TimeStress

TimeStress is a dataset designed to evaluate the temporal representation of facts in large language models (LLMs) by assessing their ability to distinguish between correct and incorrect factual statements contextualized with a date and formatted as questions, such as “In 2011, who was the president of the USA? Barack Obama”. The evaluation principle is that the probability assigned by the model to the correct answer should be higher when the date is accurate compared to when it is not.

TimeStress includes numerous correct and incorrect statements, with each date expressed in three different precisions. This allows for the evaluation of LLMs along two dimensions: by varying the date on the timeline and by adjusting the precision.

Findings highlight several limitations of LLMs, including their difficulty in achieving comprehensive knowledge of popular temporal facts and their struggle to transfer knowledge across different date precisions; for instance, an LLM may recognise a fact when asked a question contextualised with year dates (ex. 2020) but fail when the question is framed with specific months (ex. march 2020).

[Source data]
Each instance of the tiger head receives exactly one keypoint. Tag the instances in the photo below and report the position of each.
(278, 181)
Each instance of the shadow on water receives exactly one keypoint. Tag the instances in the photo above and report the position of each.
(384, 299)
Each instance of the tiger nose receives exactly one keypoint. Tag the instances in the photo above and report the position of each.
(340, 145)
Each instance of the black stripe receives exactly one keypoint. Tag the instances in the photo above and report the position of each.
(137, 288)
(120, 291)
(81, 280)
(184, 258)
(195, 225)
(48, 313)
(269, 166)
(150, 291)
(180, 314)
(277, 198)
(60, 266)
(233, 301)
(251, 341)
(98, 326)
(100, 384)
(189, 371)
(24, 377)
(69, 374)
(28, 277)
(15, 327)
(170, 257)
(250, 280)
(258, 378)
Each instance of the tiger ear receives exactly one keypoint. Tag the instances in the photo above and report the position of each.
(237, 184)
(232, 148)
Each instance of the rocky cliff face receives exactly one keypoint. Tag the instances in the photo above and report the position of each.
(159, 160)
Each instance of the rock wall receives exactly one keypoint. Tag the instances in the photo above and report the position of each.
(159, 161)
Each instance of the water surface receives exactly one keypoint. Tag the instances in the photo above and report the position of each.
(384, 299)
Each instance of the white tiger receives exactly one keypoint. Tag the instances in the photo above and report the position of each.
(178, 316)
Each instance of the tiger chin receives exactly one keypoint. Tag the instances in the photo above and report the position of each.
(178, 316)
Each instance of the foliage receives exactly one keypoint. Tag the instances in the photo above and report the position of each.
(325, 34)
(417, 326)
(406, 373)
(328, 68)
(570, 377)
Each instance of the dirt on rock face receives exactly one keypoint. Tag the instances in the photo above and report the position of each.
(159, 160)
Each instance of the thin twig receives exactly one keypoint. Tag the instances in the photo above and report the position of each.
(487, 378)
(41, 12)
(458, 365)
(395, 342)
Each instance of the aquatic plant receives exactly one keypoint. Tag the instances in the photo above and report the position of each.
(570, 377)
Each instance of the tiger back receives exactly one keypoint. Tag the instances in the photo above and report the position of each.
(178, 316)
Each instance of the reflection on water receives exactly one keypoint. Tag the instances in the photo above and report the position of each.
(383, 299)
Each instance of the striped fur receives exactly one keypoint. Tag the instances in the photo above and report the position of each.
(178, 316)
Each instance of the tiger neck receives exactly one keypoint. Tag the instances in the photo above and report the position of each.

# WORK INSTRUCTION 1:
List every date that appears in the TimeStress description.
# WORK INSTRUCTION 2:
Please continue the TimeStress description from its final sentence onward.

# EXPECTED ANSWER 1:
2011
2020
march 2020

# EXPECTED ANSWER 2:
This research has been published as a preprint article on ArXiv, and the goal of this repository is to reproduce the experiments.

It contains the necessary code to

  • Regenerate TimeStress from scratch using a Wikidata dump and GPT-4o
  • Collect predictions from 18 studied LLMs on TimeStress
  • Analyze the behavior of LLMs to draw conclusions about the consistency of their temporal representation of facts. The figures and tables from the article are generated in this step

Code source available on GitHub, under the MIT licence.